EXERCISE REQUIREMENTS: Turn each of the records below into an item in one numbered list, leaving out any blank lines.

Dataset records
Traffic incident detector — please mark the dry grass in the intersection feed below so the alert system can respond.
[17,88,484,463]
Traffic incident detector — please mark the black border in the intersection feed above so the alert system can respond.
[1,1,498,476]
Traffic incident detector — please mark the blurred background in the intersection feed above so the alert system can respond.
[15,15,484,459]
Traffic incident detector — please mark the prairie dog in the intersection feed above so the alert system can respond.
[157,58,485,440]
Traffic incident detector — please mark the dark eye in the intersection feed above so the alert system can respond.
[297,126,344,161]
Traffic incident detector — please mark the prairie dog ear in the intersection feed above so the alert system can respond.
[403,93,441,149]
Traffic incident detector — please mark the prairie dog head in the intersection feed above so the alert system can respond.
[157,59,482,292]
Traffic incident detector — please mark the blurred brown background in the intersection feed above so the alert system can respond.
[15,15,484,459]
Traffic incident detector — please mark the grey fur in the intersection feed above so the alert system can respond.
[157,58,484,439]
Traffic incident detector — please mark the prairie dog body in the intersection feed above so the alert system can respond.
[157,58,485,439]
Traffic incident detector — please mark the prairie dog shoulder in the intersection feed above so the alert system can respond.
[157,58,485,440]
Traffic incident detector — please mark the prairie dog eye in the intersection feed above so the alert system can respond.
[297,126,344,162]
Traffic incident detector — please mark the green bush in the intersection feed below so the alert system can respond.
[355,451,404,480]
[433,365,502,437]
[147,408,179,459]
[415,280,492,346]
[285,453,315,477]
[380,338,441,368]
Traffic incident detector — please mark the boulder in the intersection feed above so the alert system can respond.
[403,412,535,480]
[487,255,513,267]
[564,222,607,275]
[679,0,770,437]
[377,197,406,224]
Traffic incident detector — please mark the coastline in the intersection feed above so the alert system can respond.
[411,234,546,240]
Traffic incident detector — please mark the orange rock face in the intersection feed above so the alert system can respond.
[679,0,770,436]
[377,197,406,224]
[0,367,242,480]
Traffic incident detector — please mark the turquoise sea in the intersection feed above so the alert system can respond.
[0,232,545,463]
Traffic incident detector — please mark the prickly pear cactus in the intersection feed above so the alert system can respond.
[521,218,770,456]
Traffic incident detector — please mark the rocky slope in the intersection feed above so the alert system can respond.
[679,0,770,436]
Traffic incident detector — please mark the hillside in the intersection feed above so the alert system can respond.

RESULT OF THE TASK:
1. Traffic incident detector — please mark the dry grass in the intersection feed below so the alert system can respond.
2. [17,88,484,463]
3. Traffic incident detector — please mark the black border in the intersection feed above so the alert system can respond.
4. [1,1,498,476]
5. Traffic incident detector — please mark the blurred background in the intersection feed above so the alert system can respond.
6. [15,15,484,459]
7. Traffic incident detector — please mark the prairie dog in the intersection feed above so the alert system can respond.
8. [157,58,485,440]
9. Traffic incident detector — please mark the dark eye in the intersection feed above so the alert system can respond.
10. [297,126,344,161]
11. Traffic incident detector — please mark the prairie dog ear in the intersection feed above so the alert system can respond.
12. [403,93,441,149]
13. Traffic incident detector — please mark the prairie dog head in the intersection feed above so the alert system can respond.
14. [157,59,482,292]
15. Traffic incident detector — please mark the blurred brown background in the intersection feed above so the alert system can respond.
16. [15,15,484,459]
17. Traffic incident detector — please mark the grey fur in the intersection feed above so the alert system can respond.
18. [157,58,484,439]
19. Traffic incident detector — please mark the prairie dog body in the intersection feed above so the alert system can respond.
20. [157,58,485,439]
21. Traffic incident detector — please mark the prairie dog shoulder in the intersection feed above so the alert system can respond.
22. [157,58,485,440]
23. Traffic incident detector — please mark the prairie dog eye in the intersection feed above so the alert system can respond.
24. [297,126,344,162]
25. Traffic incident detector — please mark the green bush in the intersection feed below so the alert system can respond.
26. [355,451,404,480]
27. [433,365,502,437]
28. [147,408,179,459]
29. [415,280,492,346]
30. [285,453,315,477]
31. [380,338,441,368]
32. Traffic incident detector — please mark the boulder in the intersection feed above so the alert system can respond.
33. [403,412,535,480]
34. [487,255,513,267]
35. [564,222,607,275]
36. [679,0,770,437]
37. [377,197,406,224]
38. Traffic incident detector — please mark the coastline in the intersection feed above so the alert system can respond.
39. [411,234,546,240]
40. Traffic incident detector — please mark the orange rock face in the intersection feed above so the alert system can respond.
41. [679,0,770,436]
42. [377,197,406,224]
43. [0,367,242,480]
44. Traffic incident detector — please mark the turquoise sea in the intersection feed above so the alert system can respond.
45. [0,232,545,463]
46. Traffic incident detector — please mark the prickly pear cactus in the intersection feed above so the alert system can respond.
47. [521,218,770,456]
48. Traffic incident detector — please mark the rocky slope in the intersection feed above so the alert system can respond.
49. [679,0,770,436]
50. Traffic incident detector — please mark the hillside in the intersection feed above so the alert system can respond.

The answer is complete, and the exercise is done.